*EXTRACT:*
● ● ● ● ●
Paul Mills’ pamphlet ‘Out of Deep Time’ is an imaginative and ambitious selection of poems about human evolution. Such a daunting all-encompassing theme might deter the faint-hearted, but Paul Mills has years of experience as a writer and both the confidence and skill to take it on. What he accomplishes works for me on a number of levels, the imaginative, the thought-provoking and the emotionally affecting. As he tackles this theme from its various aspects, he often employs a particular image or notion with which to explore the evolutionary process. There is ‘The story of hands’, ‘The story of glass’, ‘A wriggle’, ‘The story of a line’. But the one I focus on here is ‘The fix’.
● ● ● ● ●
*INFORMATION PROVIDED:*
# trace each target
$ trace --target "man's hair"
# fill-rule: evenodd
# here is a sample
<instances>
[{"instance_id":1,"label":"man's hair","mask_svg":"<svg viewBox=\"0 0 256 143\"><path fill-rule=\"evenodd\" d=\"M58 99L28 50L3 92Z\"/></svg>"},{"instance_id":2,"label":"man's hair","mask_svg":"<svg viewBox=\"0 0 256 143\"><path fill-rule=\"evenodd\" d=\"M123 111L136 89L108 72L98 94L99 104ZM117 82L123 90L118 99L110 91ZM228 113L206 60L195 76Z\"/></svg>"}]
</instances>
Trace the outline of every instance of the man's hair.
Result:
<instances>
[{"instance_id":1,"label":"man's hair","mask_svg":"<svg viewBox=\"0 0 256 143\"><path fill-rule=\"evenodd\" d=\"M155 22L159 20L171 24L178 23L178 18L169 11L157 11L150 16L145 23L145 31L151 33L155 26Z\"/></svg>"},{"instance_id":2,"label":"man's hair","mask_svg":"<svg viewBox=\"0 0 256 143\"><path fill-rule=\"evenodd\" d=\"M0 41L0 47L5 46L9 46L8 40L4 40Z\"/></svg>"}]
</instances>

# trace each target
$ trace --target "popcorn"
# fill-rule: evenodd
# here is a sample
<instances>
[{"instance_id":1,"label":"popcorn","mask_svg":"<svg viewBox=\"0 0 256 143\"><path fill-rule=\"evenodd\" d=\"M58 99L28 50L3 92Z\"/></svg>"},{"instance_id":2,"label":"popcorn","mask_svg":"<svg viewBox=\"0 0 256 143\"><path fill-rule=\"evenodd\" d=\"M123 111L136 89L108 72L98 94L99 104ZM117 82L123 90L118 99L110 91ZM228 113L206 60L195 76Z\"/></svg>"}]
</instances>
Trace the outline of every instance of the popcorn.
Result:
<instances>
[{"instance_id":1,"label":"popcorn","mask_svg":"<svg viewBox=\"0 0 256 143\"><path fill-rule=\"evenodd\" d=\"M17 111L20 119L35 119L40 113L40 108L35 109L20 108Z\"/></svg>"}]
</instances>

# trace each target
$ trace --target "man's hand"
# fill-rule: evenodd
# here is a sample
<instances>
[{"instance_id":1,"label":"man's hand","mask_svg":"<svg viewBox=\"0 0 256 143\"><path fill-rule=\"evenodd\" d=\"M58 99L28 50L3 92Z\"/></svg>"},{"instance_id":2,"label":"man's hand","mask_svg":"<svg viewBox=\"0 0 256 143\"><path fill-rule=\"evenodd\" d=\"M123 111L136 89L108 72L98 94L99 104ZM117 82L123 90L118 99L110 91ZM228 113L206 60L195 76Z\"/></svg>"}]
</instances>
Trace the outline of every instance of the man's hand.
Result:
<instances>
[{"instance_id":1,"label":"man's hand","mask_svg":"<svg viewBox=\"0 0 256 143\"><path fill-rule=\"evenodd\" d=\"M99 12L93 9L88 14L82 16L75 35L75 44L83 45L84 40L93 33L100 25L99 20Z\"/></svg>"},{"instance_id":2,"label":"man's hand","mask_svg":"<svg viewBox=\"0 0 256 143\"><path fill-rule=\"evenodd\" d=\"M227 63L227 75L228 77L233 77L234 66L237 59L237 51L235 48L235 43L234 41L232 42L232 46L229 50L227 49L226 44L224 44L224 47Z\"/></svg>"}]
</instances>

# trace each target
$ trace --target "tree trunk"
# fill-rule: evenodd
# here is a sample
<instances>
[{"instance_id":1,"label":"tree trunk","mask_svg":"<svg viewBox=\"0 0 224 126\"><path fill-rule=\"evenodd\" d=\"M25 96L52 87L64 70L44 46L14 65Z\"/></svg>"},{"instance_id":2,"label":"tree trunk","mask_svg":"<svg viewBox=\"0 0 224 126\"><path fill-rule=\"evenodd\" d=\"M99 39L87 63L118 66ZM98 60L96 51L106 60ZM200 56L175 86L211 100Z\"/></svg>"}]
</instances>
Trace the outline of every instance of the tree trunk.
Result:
● ● ● ● ●
*TASKS TO PERFORM:*
• a. Pull out every line of the rows that contains the string "trunk".
• b. Continue the review of the poetry pamphlet on human evolution from where it stops.

*RESPONSES TO THE EXERCISE:*
• a.
$ trace --target "tree trunk"
[{"instance_id":1,"label":"tree trunk","mask_svg":"<svg viewBox=\"0 0 224 126\"><path fill-rule=\"evenodd\" d=\"M25 96L52 87L64 70L44 46L14 65Z\"/></svg>"},{"instance_id":2,"label":"tree trunk","mask_svg":"<svg viewBox=\"0 0 224 126\"><path fill-rule=\"evenodd\" d=\"M99 39L87 63L118 66ZM98 60L96 51L106 60ZM200 56L175 86L211 100Z\"/></svg>"}]
Trace the outline of every instance of the tree trunk.

• b.
The fix
is to shape stones that bite sharp as incisors
under a carob’s shade among wild rubble
seeing the wide plain the herds of bison
is not to scavenge but become hunters
is to make death happen where you want it
is to make the clouds of vultures wait
a world shaped by fix the power of fix
not this of uninterrupted heat
not wind ice but shelter and fire
is to invent needles invent furrows
join strong hands to flexible minds
is to make them restless for completion
on my hearth a poker shaped to a point
iron-handled shovel iron tongs
sawn logs at my back a radiator hot
in my freezer a package of lamb ice
salmon broccoli bread it’s everywhere
we live by the fix will die from it probably
yet I also notice what’s not the fix
on the mantelpiece a peculiar jug
decorated Navaho sphere-thing from Nevada
and here’s a guitar paintings patterns games
saying to me the fix isn’t all never was
there is the fix held back the fix in reverse
coins and swords flung to the waters other rhythms
saying however far you reach you hear it
hear them both the fix and not the fix
What initially attracts me is the title, the use of a simple single syllable word to denote the process of human endeavour, the birth and continuing process of technology. It seems to sum up and take everything down to basics, giving us a perspective that’s unpretentious and irrefutable.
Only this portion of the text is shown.